- Aim -
Gather every line from the listing below that contains the word "window", and copy each of those lines in full.

## begin Records provided

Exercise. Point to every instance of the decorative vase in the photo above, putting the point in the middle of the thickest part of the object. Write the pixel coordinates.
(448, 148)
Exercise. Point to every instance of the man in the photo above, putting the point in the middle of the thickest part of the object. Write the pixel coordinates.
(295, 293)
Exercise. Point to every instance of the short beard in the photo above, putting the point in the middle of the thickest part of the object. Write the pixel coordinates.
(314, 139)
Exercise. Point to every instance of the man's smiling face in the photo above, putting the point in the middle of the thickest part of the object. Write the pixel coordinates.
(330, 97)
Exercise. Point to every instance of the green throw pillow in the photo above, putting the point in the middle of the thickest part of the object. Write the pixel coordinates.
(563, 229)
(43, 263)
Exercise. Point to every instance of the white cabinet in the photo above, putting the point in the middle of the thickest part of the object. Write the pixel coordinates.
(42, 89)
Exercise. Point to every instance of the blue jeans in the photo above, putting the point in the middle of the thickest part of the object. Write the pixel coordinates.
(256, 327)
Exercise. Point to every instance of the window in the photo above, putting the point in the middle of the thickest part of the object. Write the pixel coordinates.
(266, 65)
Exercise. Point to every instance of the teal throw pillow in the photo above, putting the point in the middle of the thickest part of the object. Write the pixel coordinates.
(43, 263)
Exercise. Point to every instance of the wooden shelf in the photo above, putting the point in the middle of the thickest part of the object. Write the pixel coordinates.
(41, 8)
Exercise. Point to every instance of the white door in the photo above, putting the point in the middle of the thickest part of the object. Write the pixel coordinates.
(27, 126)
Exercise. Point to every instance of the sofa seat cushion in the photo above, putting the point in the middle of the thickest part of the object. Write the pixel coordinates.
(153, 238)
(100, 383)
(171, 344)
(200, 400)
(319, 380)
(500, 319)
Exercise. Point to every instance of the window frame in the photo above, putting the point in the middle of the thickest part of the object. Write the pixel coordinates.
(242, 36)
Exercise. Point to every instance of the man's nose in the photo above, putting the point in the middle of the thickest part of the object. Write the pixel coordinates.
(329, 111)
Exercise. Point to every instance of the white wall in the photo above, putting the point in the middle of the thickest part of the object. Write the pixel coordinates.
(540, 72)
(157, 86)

## end Records provided
## begin Records provided

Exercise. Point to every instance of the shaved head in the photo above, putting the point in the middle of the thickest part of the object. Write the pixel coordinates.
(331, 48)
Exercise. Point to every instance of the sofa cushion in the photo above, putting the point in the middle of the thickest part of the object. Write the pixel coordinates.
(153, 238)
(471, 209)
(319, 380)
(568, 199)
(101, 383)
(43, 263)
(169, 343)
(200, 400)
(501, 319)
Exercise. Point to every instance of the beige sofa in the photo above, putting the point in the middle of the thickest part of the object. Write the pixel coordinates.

## end Records provided

- Task answer -
Exercise. Point to every instance of the window in the photo above, putting the point in the middle of the thickest part of the object. Write the pixel coordinates.
Exercise. Point to every instance of the window frame in the photo above, putting the point in the middle of the thickest part of the object. Write the pixel coordinates.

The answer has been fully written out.